HALAMAN:
┌────────
Katri lahir di desa Trunuh, Klaten. Dia bungsu dari enam bersaudara. Lima kakaknya semuanya laki-laki, sehingga wajarlah Katri menjadi kesayangan keluarga. Suwasno, kakaknya yang paling tua aktif dalam organisasi kepemudaaan Pemoeda Rakjat. Dia punya mimpi besar, petani di kampungnya harus sejahtera. Karena itu dia membuka kelas baca tulis untuk tetangganya. Katri ikut membantu kakaknya. Suatu waktu Katri ditawari oleh Wasno untuk ikut Paduan Suara Lembah Merapi. Paduan suara ini dipimpin oleh seorang pemuda kaya bernama Agus, yang kelak menjadi suami Katri.
Awalnya pernikahan antara Katri dan Agus ditentang keluarga Katri. Pasalnya Agus sudah memiliki istri. Namun karena Katri telah berbadan dua, akhirnya mereka dinikahkan secara Islam mengikuti agama Agus. Kedua orang tua Katri menganut kepercayaan Kejawen, sedangkan kakak-kakaknya Katolik. Setelah menikah, Katri tidak lagi melanjutkan sekolahnya yang kala itu masih SMA. Sayangnya, sekitar lima bulan setelah menikah, di bulan Oktober 1965 kondisi di Klaten memanas. kantor partai tempat suaminya bernaung dibakar. Satu per satu kakaknya menghilang, disusul suaminya yang ikut menyingkir dijemput keluarganya. Tinggallah Karti bersama kakak keduanya Hartono yang tidak tergabung organisasi apapun bersama kedua orang tuanya. Malangnya, rumah Katri juga didatangi tentara. Katri yang sedang hamil 7 bulan, ditembak kepalanya. Beruntung dia tidak mati, peluru membus pipinya dan meremukkan rahangnya. Namun lidahnya masih utuh sehingga dia masih bisa berbicara meski dalam kesakitan.
Maka dimulailah perjalanan panjang Katri. Keluar dari RS Panti Rapih selepas perawatan lukanya dan kelahiran anaknya, Katri dijemput oleh tentara. Dia mengalami penyiksaan interogasi yang panjang, berpindah dari satu penjara ke penjara lainnya. Entah mengapa Katri dinilai sebagai orang penting. Sempat di tahun 1968 dia dibebaskan, namun kemudian terciduk kembali setelah diam-diam dia menemui kakaknya, Wasno. Selain penjara, Katri juga pernah menjadi penghuni Rumah Sakit Jiwa. Katri pun sempat hamil karena dijadikan pelampiasan nafsu penjaga penjara di Jakarta. Selepas penahanannya yang panjang, hidup Katri sebagai eks tapol pun tidak bisa dibilang mudah. Namun Katri menjalaninya dengan setia, tanpa dendam, dan hanya berharap akan masa depan.
└────────
TUGAS 1: Tentukan apakah pernyataan (a), (b), dan (c) berikut sesuai dengan kisah Katri. Jawab ya atau tidak untuk masing-masing, lalu kutip kata-kata penentunya dari kisah itu. (a) Katri adalah anak sulung dari enam bersaudara. (b) Agus sudah beristri saat menikahi Katri. (c) Katri pernah dibebaskan pada tahun 1968.
TUGAS 2: Tuliskan kembali tanpa perubahan bagian kisah Katri di antara "Katri lahir di" dan "menjadi suami Katri.", termasuk kedua ujungnya.

DATA MENTAH:
┌────────
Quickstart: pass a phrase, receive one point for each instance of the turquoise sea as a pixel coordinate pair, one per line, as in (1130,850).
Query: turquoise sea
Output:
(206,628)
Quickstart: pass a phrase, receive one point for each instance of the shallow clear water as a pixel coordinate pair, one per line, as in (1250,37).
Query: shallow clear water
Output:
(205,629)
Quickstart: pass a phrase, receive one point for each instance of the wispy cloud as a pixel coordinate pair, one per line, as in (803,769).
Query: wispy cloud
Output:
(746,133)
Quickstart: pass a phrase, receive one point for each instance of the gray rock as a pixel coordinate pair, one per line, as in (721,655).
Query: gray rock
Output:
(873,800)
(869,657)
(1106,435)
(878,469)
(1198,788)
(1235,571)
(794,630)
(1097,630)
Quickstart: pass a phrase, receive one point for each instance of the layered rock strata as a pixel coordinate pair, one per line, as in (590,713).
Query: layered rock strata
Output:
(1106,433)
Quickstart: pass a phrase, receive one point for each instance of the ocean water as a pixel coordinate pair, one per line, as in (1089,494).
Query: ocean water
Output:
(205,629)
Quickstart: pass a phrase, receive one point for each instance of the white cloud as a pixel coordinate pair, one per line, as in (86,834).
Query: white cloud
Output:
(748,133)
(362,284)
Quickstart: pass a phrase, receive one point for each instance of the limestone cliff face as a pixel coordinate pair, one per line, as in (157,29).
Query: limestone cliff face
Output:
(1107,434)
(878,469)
└────────
JAWABAN LENGKAP 1:
(a) Tidak: "Dia bungsu dari enam bersaudara."
(b) Ya: "Pasalnya Agus sudah memiliki istri."
(c) Ya: "Sempat di tahun 1968 dia dibebaskan"

JAWABAN LENGKAP 2:
Katri lahir di desa Trunuh, Klaten. Dia bungsu dari enam bersaudara. Lima kakaknya semuanya laki-laki, sehingga wajarlah Katri menjadi kesayangan keluarga. Suwasno, kakaknya yang paling tua aktif dalam organisasi kepemudaaan Pemoeda Rakjat. Dia punya mimpi besar, petani di kampungnya harus sejahtera. Karena itu dia membuka kelas baca tulis untuk tetangganya. Katri ikut membantu kakaknya. Suatu waktu Katri ditawari oleh Wasno untuk ikut Paduan Suara Lembah Merapi. Paduan suara ini dipimpin oleh seorang pemuda kaya bernama Agus, yang kelak menjadi suami Katri.